(Records excerpted from a collection)

*-*-*

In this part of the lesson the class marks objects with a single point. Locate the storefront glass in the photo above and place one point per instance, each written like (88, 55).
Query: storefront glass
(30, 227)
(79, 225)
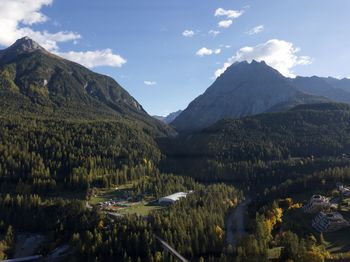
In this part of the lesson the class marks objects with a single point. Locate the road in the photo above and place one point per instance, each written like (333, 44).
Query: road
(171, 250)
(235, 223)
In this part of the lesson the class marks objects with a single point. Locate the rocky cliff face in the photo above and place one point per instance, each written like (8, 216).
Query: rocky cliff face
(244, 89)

*-*-*

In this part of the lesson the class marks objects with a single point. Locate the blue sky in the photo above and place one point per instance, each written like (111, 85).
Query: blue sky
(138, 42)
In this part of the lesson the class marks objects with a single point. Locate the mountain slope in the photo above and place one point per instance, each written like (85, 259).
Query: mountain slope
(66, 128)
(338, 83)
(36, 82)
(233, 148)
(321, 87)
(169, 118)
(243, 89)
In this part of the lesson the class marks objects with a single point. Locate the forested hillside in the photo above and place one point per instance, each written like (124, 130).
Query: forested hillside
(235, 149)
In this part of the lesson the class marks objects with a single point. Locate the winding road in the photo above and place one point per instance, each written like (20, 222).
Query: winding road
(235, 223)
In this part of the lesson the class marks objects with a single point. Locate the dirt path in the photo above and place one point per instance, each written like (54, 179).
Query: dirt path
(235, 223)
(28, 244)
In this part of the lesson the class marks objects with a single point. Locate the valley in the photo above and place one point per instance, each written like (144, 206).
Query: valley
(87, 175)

*-*-*

» **Assignment**: When a line among the entries contains "objects", pull that line out.

» **Result**:
In this part of the lesson the class marks objects with a single point. Locate the storefront glass in the photo above and place one point per instance, each written like (88, 55).
In this part of the lesson the class marks objects with a single point. Locate the road in the photo above and place one point per instance, each written like (333, 44).
In this part of the lesson the class marks objects with a single point. Locate the rocky cliff face in the photo above and place one point per instance, each written like (8, 216).
In this part of the lesson the class marks objects with a single point. Locate the blue sky in the photo above and place one point per instance, each written like (111, 85).
In this part of the lesson the class marks objects with a single point. Locate the mountain slope in the photo above and place one point per instance, each written like (85, 259).
In this part of the lesson the class marks objects with a single point. Locate the forested hillside in the photo above and place one point per instance, each written like (124, 130).
In this part of the lesson the class marks objects with a single point. Locate the winding road in the photo above and place one point per instance, each written like (20, 222).
In this part of the lesson the class marks objects with a single point. Locate the dirt path in the photo above and place one point per instance, each written like (54, 179).
In this part of the lesson the class marks objects with a single point. Locate the valley in the photo above and place one point per instance, each written like (144, 206).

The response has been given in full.